EXERCISE INPUT
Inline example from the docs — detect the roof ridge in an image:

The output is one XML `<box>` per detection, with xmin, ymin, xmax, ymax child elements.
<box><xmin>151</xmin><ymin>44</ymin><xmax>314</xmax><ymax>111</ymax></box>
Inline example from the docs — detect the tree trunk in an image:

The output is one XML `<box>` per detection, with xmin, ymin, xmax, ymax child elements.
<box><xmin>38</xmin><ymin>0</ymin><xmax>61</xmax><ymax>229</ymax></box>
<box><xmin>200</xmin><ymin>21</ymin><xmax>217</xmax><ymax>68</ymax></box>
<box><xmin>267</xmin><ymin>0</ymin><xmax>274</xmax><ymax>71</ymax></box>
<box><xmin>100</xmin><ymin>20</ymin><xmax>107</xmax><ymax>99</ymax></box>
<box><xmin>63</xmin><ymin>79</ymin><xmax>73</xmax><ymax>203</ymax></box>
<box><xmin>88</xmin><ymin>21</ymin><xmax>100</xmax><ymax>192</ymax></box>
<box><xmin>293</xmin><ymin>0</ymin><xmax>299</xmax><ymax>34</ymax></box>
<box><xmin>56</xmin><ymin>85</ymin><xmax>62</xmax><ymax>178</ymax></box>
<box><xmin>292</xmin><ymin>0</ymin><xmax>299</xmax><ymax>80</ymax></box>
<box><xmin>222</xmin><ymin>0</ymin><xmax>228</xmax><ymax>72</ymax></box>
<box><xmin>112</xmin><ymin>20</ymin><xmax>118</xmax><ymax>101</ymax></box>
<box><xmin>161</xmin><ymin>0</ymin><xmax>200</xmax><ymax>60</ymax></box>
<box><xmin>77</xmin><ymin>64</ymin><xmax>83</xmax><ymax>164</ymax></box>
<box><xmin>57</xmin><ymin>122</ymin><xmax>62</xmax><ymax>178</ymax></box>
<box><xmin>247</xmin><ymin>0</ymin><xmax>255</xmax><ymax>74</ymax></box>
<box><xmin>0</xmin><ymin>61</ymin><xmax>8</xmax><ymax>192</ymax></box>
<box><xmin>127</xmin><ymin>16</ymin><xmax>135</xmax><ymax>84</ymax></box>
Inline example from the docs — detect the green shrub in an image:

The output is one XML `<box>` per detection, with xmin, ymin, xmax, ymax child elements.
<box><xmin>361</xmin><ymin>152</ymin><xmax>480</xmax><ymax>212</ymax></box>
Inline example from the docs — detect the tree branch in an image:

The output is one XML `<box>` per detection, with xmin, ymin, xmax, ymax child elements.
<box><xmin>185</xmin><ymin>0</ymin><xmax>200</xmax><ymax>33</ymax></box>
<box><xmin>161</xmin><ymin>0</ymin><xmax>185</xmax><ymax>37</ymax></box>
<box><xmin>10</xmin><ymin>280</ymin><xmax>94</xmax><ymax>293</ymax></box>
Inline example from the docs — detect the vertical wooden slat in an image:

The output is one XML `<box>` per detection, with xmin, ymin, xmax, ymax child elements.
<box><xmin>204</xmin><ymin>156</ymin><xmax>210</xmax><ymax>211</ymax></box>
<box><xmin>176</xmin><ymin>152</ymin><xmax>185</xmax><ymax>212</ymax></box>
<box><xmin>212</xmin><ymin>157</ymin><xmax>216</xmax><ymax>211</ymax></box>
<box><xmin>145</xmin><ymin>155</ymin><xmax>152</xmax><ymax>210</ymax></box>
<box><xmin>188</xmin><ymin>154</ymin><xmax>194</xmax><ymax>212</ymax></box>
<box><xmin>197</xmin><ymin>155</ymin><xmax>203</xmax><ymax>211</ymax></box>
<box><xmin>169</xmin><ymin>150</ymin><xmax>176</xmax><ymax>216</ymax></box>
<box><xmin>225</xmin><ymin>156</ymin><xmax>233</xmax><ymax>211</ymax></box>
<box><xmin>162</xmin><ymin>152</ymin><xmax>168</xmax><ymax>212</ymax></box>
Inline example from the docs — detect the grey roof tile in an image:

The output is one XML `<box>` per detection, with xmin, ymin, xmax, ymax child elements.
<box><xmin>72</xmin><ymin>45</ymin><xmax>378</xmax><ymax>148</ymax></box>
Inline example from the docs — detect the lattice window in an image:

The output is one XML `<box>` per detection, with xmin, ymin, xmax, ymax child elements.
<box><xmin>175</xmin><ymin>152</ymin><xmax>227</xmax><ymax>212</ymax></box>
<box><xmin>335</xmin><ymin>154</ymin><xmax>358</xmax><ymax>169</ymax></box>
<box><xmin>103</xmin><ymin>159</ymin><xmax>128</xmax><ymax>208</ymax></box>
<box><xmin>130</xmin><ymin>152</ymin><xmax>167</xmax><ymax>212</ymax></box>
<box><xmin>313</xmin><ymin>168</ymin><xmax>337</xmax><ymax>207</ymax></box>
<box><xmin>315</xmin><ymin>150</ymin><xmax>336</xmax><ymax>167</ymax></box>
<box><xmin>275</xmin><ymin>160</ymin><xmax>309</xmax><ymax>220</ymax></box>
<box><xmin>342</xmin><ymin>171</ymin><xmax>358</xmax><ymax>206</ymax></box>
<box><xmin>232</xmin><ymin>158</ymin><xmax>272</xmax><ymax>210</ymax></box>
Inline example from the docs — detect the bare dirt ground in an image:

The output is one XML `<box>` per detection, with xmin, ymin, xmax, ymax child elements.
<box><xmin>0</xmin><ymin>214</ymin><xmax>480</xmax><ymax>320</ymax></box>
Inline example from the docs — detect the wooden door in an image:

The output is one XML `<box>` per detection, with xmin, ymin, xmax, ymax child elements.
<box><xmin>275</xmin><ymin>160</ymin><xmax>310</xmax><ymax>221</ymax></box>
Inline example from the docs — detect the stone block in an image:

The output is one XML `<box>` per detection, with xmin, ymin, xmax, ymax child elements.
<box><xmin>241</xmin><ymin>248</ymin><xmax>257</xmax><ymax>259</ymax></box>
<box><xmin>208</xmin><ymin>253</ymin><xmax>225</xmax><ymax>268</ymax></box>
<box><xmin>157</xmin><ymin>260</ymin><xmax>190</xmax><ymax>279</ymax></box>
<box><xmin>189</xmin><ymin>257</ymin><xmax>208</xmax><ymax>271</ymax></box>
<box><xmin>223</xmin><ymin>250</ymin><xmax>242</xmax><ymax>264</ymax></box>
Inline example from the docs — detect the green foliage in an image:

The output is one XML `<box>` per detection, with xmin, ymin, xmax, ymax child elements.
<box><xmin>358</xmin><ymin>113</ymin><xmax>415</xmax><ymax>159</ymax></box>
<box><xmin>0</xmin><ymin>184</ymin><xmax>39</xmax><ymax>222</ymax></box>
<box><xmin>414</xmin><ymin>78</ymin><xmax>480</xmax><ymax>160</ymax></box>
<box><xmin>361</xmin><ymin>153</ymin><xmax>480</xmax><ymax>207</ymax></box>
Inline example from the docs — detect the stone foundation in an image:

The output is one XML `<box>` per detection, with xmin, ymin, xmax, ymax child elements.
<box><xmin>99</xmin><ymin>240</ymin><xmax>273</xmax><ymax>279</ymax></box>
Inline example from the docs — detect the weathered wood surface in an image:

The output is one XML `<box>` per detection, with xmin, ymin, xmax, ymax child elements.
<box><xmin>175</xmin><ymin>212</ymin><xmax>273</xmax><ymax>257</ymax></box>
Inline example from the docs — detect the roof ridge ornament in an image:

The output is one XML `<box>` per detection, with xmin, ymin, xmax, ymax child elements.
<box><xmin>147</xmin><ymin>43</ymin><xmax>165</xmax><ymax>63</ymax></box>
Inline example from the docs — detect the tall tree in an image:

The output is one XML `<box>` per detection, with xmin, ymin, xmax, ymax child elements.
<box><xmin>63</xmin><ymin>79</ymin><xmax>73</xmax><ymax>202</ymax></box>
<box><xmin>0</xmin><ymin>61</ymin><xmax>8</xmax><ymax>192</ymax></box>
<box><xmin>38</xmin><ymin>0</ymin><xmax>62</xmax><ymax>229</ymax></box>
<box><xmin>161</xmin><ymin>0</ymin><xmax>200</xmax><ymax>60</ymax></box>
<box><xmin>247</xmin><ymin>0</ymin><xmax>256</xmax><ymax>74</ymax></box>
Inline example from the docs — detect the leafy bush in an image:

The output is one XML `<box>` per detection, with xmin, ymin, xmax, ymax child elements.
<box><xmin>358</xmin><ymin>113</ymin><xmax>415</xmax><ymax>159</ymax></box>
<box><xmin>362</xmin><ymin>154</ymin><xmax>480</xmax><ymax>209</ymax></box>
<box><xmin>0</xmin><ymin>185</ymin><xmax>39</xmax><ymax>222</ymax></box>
...
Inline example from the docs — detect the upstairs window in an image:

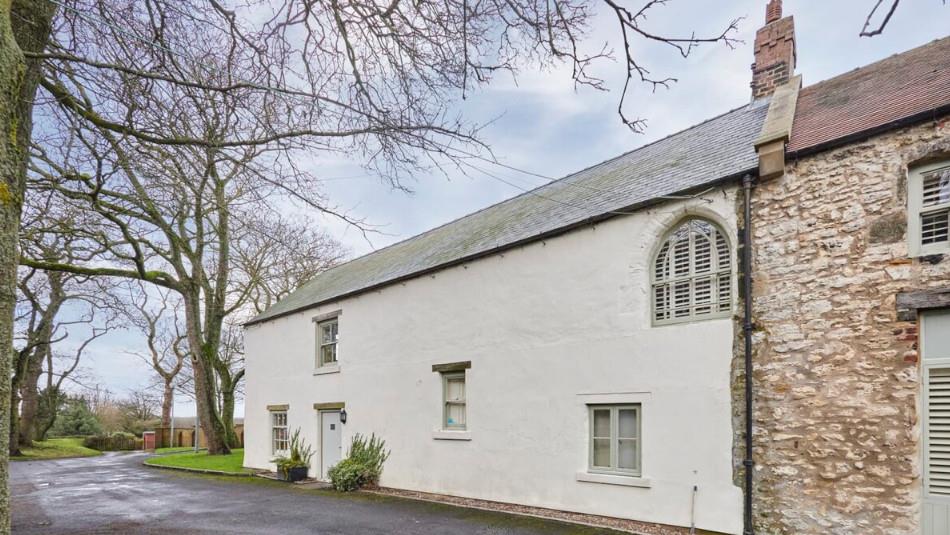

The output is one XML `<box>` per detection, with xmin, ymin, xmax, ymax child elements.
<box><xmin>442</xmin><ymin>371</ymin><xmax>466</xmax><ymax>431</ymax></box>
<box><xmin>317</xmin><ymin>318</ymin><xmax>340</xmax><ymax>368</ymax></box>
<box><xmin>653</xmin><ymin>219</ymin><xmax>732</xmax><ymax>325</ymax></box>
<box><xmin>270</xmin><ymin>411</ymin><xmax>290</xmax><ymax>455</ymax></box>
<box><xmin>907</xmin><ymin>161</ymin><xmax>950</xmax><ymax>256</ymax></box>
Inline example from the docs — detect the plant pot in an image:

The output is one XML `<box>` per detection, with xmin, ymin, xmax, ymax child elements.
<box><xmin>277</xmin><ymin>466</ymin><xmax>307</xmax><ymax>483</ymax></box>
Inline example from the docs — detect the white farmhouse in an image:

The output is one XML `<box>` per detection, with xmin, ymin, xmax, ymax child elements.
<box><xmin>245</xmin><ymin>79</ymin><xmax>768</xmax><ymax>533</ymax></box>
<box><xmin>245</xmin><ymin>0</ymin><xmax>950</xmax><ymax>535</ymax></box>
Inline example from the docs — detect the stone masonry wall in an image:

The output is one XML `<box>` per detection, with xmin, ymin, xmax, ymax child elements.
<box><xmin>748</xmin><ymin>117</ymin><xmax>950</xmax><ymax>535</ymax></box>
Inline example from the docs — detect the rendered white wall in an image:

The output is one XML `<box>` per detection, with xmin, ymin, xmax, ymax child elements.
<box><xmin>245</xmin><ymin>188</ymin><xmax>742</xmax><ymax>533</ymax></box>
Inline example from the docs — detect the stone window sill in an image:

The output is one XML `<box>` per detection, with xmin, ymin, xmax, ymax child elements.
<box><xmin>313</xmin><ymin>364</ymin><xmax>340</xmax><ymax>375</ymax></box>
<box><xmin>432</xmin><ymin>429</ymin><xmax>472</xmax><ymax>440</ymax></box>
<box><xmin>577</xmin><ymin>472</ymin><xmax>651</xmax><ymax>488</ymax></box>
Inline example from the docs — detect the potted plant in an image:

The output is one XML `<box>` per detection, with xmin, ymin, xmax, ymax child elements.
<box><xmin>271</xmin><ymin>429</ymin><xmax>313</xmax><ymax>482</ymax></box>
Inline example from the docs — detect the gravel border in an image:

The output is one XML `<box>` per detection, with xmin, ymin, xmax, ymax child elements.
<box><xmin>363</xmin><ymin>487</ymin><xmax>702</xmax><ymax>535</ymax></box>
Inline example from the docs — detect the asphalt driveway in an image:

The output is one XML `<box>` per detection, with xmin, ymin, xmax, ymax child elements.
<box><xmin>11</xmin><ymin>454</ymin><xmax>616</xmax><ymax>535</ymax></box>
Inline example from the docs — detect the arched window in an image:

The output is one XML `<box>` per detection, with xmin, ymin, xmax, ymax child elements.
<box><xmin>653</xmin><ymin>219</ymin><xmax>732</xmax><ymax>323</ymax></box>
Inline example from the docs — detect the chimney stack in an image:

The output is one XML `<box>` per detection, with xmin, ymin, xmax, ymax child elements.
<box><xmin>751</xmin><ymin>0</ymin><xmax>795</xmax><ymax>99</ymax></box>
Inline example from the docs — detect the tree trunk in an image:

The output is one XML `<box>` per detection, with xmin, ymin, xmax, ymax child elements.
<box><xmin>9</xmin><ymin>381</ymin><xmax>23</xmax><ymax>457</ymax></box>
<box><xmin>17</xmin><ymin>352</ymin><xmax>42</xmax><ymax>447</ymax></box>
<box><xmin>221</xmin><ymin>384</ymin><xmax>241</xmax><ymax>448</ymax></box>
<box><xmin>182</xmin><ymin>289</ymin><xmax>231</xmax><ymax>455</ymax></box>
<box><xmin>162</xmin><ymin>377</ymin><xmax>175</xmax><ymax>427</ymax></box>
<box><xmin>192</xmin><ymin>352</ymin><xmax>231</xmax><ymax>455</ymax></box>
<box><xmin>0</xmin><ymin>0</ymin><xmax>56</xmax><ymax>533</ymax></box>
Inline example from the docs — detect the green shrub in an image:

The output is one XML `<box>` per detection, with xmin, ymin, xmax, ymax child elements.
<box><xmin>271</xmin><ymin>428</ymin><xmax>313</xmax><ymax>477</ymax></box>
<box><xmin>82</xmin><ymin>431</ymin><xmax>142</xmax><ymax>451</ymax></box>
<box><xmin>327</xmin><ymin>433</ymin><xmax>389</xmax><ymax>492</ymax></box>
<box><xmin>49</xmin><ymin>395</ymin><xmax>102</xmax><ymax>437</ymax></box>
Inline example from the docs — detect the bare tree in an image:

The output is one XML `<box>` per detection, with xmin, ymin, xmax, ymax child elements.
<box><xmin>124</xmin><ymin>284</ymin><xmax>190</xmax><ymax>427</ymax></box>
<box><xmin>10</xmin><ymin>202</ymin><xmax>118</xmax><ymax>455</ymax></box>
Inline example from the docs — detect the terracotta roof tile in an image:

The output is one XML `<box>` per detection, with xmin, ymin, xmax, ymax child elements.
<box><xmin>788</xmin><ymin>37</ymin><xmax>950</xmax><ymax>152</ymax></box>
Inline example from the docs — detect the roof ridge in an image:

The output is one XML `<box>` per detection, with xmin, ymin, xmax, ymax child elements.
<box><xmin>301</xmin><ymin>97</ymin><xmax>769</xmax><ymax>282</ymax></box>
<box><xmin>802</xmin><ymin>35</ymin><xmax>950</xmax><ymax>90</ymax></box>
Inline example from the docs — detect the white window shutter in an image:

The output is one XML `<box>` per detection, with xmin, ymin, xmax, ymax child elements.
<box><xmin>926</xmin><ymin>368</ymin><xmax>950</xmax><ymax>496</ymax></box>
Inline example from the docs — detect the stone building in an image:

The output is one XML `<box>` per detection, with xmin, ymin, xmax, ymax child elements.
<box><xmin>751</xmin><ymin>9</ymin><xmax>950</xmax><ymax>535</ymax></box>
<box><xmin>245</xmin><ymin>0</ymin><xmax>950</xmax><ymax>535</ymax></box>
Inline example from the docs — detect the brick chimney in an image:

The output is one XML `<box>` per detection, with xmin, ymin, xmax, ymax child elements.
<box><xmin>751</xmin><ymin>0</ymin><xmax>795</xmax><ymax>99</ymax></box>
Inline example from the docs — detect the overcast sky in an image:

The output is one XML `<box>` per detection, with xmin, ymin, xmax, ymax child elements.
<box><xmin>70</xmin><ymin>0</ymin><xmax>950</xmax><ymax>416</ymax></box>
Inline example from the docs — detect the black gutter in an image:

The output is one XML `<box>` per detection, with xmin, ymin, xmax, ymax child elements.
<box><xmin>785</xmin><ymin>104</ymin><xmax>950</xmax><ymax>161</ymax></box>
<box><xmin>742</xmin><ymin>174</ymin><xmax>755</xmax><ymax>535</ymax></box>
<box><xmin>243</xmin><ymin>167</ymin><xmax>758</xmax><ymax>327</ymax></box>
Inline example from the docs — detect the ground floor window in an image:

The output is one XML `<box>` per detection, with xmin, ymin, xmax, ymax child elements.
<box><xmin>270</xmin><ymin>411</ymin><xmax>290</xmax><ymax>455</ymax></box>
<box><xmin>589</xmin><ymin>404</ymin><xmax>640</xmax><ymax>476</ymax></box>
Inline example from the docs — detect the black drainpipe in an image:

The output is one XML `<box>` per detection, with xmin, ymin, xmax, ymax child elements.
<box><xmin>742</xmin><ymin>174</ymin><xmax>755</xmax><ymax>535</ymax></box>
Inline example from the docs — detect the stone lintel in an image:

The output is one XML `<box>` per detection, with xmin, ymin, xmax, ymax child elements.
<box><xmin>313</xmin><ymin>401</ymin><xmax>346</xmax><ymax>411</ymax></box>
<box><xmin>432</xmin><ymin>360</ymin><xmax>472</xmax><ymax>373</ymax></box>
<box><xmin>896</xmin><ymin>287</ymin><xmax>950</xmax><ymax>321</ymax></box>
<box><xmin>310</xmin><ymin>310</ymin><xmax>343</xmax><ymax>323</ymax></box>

TASK
How many lines of the material above contain the string "wall"? Matching is case-sensitive. Reply with the number alone.

RESPONSE TO THIS EXERCISE
2